Written exercise:
Retype the full Virginia minimum wage law excerpt below word for word, with no changes.

Document text:
++++++++++++++++++++

Va. Code  § 40.1-28.9(A).

Wages Defined

The VMWA defines “wages” broadly, as

legal tender of the United States or checks or drafts on banks negotiable into cash on demand or upon acceptance at full value. “Wages” includes the reasonable cost to the employer of furnishing meals and lodging to an employee if such board or lodging is customarily furnished by the employer and used by the employee.

Va. Code  § 40.1-28.9(A)

Tipped Employee Provision

Under the VMWA, a tipped employee is an employee who customarily and regularly receives tips totaling more than $30 each month from persons other than the employee’s employer. Va. Code  § 40.1-28.9(A)

The VMWA has a special provision for calculating the wages of tipped employees. In determining the wages of a tipped employee, 

the amount paid such employee by his employer shall be deemed to be increased on account of tips by an amount determined by the employer, except in the case of an employee who establishes by clear and convincing evidence that the actual amount of tips received by him was less than the amount determined by the employer. In such case, the amount paid such employee by his employer shall be deemed to have been increased by such lesser amount. 

Va. Code  § 40.1-28.9(B). In other words, the employer may take credit towards its minimum wage obligation for the amount of tips the tipped employee receives. However, the VMWA prohibits an employer from classifying an individual as a “tipped employee” if the individual is prohibited by applicable federal or state law or regulation from soliciting tips. Id.

Minimum Wages

The VMWA provides that “employers” must pay to each of their “employees” – as those terms are defined in the VMWA – certain minimum “wages” – as that term is defined. Beginning on May 1, 2021, the Virginia minimum wage exceeds the federal minimum wage. Under the VMWA, the Virginia minimum wage increases over time, as follows:

Time PeriodVirginia Minimum Wage under VMWA
Prior to May 1, 2021A rate not less than the federal minimum wage.

++++++++++++++++++++

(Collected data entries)
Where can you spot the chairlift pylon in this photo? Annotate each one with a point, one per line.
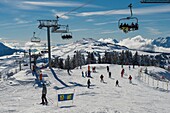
(35, 39)
(124, 25)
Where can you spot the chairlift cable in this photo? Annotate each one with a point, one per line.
(77, 8)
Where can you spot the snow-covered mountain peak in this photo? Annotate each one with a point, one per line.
(139, 38)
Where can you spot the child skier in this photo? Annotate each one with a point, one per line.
(44, 92)
(109, 74)
(122, 72)
(117, 83)
(101, 78)
(130, 79)
(88, 83)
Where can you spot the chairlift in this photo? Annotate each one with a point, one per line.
(129, 23)
(67, 35)
(60, 29)
(35, 39)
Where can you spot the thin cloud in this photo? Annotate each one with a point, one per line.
(89, 20)
(20, 21)
(139, 11)
(60, 14)
(104, 23)
(77, 30)
(109, 32)
(153, 31)
(58, 4)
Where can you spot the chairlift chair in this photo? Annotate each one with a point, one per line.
(124, 24)
(128, 24)
(35, 39)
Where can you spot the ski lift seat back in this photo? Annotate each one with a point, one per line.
(129, 23)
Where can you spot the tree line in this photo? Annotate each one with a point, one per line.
(125, 57)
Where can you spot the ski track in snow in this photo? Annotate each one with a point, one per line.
(105, 97)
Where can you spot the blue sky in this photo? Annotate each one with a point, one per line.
(98, 19)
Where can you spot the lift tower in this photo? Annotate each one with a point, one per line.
(48, 24)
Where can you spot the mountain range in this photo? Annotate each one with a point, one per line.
(136, 43)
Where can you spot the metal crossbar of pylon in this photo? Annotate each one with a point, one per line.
(56, 28)
(48, 24)
(155, 1)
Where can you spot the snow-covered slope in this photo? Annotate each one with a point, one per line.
(4, 50)
(85, 45)
(21, 94)
(138, 43)
(143, 44)
(162, 42)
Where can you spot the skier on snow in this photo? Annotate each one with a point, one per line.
(88, 83)
(44, 92)
(122, 72)
(101, 78)
(130, 79)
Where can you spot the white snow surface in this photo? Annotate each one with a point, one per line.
(20, 94)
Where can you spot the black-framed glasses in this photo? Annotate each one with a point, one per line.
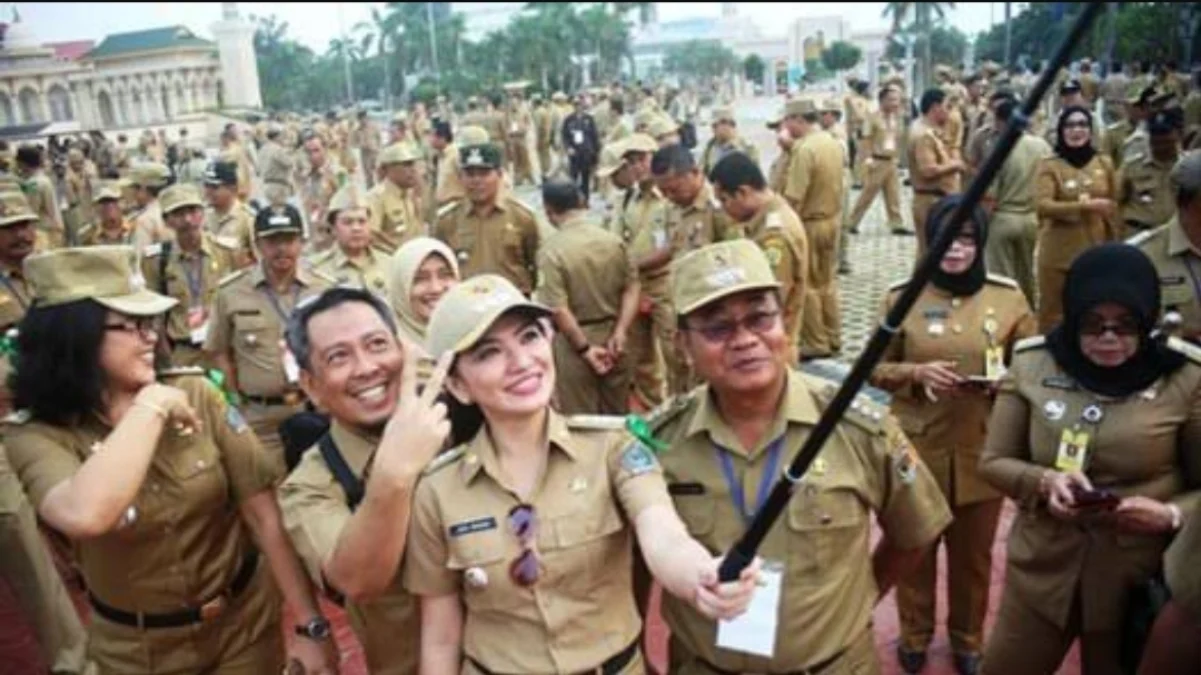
(758, 322)
(523, 523)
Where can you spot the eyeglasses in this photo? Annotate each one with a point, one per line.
(523, 523)
(719, 332)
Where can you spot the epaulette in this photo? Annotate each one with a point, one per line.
(1029, 344)
(443, 460)
(1001, 280)
(231, 278)
(1184, 347)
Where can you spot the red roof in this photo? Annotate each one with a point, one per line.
(71, 51)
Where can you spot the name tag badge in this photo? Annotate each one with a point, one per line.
(1073, 451)
(754, 632)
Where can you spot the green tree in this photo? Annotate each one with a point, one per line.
(841, 55)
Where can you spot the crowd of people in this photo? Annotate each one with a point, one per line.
(334, 364)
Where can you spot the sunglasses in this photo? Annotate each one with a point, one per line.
(523, 523)
(719, 332)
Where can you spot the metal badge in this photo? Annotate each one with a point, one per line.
(1055, 410)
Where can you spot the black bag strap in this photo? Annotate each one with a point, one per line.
(342, 473)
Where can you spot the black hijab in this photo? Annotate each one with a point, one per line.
(1112, 273)
(1074, 156)
(967, 282)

++++++++++++++++++++

Result:
Va. Code  § 40.1-28.9(A).

Wages Defined

The VMWA defines “wages” broadly, as

legal tender of the United States or checks or drafts on banks negotiable into cash on demand or upon acceptance at full value. “Wages” includes the reasonable cost to the employer of furnishing meals and lodging to an employee if such board or lodging is customarily furnished by the employer and used by the employee.

Va. Code  § 40.1-28.9(A)

Tipped Employee Provision

Under the VMWA, a tipped employee is an employee who customarily and regularly receives tips totaling more than $30 each month from persons other than the employee’s employer. Va. Code  § 40.1-28.9(A)

The VMWA has a special provision for calculating the wages of tipped employees. In determining the wages of a tipped employee, 

the amount paid such employee by his employer shall be deemed to be increased on account of tips by an amount determined by the employer, except in the case of an employee who establishes by clear and convincing evidence that the actual amount of tips received by him was less than the amount determined by the employer. In such case, the amount paid such employee by his employer shall be deemed to have been increased by such lesser amount. 

Va. Code  § 40.1-28.9(B). In other words, the employer may take credit towards its minimum wage obligation for the amount of tips the tipped employee receives. However, the VMWA prohibits an employer from classifying an individual as a “tipped employee” if the individual is prohibited by applicable federal or state law or regulation from soliciting tips. Id.

Minimum Wages

The VMWA provides that “employers” must pay to each of their “employees” – as those terms are defined in the VMWA – certain minimum “wages” – as that term is defined. Beginning on May 1, 2021, the Virginia minimum wage exceeds the federal minimum wage. Under the VMWA, the Virginia minimum wage increases over time, as follows:

Time PeriodVirginia Minimum Wage under VMWA
Prior to May 1, 2021A rate not less than the federal minimum wage.